*** Opening of MATERIAL FOR THIS TASK ***

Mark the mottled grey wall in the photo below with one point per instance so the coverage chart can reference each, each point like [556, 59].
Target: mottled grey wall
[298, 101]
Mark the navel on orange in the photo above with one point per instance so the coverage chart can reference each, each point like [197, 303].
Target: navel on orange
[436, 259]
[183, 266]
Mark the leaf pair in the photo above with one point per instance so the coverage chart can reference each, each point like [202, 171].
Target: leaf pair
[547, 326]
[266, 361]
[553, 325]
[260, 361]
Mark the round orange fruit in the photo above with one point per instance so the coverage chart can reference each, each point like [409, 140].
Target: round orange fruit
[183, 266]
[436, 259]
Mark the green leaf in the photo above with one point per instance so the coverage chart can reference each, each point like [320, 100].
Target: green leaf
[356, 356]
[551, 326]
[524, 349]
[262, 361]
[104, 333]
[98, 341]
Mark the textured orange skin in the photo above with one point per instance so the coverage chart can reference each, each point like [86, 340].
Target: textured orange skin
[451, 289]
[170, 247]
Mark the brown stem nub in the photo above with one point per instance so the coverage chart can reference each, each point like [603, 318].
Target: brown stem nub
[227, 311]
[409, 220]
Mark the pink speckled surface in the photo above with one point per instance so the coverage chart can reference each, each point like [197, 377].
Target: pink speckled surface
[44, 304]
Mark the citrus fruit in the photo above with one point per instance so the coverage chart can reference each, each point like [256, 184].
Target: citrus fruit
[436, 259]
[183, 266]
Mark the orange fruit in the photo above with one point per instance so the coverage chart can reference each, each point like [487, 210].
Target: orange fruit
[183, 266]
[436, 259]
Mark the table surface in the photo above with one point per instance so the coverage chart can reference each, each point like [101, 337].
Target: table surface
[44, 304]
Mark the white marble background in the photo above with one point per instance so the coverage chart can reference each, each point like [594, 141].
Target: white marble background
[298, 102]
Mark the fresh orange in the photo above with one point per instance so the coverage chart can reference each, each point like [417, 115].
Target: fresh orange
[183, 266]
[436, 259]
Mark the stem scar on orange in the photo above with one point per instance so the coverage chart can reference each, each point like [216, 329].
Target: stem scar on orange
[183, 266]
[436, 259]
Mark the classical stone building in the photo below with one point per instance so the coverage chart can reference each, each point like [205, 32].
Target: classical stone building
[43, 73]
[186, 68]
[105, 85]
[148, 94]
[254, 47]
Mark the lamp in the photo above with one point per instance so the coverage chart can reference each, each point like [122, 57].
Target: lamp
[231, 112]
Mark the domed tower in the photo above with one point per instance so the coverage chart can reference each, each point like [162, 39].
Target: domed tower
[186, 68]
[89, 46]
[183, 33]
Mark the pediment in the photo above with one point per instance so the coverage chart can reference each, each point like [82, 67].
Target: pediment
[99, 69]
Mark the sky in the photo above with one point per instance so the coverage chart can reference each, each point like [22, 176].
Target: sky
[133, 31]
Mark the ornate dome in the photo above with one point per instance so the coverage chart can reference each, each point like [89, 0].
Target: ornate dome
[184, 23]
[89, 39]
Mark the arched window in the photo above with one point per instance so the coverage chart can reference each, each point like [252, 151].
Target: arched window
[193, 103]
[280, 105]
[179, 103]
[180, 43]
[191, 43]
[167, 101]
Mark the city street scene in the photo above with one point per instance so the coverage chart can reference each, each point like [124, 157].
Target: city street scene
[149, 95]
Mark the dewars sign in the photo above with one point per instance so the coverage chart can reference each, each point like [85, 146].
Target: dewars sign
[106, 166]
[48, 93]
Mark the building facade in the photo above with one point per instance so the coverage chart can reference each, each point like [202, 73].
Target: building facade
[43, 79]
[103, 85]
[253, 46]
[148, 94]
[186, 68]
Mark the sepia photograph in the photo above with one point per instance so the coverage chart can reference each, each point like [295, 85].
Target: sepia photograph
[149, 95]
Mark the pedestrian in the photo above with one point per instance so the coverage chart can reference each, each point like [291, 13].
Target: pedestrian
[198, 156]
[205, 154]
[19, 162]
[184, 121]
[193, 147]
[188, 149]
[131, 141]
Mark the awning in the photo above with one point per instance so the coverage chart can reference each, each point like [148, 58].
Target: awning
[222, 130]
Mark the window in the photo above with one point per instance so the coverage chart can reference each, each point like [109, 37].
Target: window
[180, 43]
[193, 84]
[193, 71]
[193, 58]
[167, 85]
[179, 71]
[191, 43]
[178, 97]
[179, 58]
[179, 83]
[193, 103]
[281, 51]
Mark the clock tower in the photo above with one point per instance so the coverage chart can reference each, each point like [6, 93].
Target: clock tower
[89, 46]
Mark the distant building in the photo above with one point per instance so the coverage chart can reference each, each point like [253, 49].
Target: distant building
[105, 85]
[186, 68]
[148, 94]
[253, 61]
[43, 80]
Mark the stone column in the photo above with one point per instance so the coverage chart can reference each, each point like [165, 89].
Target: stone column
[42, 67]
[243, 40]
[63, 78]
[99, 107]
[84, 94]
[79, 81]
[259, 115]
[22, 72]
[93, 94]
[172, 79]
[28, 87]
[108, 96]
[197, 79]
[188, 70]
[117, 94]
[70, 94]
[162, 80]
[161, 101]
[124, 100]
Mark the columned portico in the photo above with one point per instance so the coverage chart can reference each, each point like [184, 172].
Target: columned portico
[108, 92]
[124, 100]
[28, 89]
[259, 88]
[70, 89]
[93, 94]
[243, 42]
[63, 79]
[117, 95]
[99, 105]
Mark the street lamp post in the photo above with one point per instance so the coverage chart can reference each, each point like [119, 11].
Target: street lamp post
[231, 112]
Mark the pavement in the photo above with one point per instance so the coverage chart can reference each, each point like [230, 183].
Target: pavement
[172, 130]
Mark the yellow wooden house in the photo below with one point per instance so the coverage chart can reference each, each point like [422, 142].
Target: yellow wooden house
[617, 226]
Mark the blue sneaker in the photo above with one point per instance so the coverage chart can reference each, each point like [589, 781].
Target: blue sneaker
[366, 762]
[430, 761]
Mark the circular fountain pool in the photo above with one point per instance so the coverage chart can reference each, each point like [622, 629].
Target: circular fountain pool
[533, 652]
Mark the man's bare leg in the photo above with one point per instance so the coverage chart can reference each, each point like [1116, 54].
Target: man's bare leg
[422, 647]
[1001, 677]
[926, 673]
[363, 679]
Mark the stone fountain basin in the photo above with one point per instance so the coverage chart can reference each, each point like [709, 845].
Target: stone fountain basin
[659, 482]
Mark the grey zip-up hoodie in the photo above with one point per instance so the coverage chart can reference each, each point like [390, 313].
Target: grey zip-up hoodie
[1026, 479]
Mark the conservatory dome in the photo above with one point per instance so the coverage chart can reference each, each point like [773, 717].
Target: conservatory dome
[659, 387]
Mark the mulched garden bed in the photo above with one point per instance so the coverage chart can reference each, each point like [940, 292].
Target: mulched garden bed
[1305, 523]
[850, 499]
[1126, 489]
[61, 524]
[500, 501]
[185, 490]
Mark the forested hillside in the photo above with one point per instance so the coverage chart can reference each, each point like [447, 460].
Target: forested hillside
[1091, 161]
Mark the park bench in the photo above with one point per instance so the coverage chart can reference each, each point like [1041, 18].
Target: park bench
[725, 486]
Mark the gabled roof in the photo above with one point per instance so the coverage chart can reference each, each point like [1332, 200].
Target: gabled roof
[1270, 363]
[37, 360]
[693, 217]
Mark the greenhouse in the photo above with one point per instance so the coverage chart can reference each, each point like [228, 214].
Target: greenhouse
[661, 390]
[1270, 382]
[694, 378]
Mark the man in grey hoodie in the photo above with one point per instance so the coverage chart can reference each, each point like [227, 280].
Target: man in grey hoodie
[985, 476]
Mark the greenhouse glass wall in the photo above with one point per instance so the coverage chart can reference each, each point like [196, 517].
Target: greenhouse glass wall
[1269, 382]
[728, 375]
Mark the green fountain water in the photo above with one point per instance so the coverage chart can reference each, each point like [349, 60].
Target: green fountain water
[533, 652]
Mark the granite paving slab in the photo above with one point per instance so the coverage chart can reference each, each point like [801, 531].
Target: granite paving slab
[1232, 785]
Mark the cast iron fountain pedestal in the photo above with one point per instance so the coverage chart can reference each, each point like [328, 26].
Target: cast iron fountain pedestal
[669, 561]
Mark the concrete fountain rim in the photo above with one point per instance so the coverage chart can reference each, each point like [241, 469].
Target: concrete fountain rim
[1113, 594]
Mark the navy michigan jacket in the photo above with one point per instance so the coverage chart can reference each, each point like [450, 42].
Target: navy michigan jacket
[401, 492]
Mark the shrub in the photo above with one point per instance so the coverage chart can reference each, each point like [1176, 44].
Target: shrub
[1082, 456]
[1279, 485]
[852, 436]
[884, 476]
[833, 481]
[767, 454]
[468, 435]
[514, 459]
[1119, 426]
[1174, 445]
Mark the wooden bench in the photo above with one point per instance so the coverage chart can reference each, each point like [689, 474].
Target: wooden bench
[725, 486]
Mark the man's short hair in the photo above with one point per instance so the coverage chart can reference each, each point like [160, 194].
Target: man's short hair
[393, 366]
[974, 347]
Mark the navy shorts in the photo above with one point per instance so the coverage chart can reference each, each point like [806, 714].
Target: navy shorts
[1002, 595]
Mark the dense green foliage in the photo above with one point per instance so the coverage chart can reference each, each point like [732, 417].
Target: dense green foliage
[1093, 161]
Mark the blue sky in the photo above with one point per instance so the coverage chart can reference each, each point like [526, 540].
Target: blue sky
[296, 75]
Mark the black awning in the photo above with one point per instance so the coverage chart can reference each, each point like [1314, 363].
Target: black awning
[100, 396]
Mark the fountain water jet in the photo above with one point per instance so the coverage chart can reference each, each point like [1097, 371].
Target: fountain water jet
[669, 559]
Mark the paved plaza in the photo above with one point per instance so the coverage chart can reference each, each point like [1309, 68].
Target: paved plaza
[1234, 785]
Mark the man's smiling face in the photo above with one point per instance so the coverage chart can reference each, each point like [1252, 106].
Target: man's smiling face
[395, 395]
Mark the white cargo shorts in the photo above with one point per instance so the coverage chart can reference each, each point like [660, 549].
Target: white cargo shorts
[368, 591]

*** Close of MATERIAL FOR THIS TASK ***

• _ASSIGNMENT_: Precisely the line with "Mark the paved" and the lines after it, up to the last line of the entries above, are to be reproduced, and nothing more.

• _RESULT OF THIS TASK_:
Mark the paved plaza in the photo above with one point per instance so the coverage chart can reference each, each point like [1309, 68].
Target: paved plaza
[1234, 785]
Mark the man's smiling face in the photo above with one point per instance so the coverage chart can reference each, each point like [1252, 106].
Target: man's smiling face
[395, 395]
Mark the white cargo shorts in the photo above with one point per instance so the coverage chart can reference each, each point like [660, 549].
Target: white cargo shorts
[368, 591]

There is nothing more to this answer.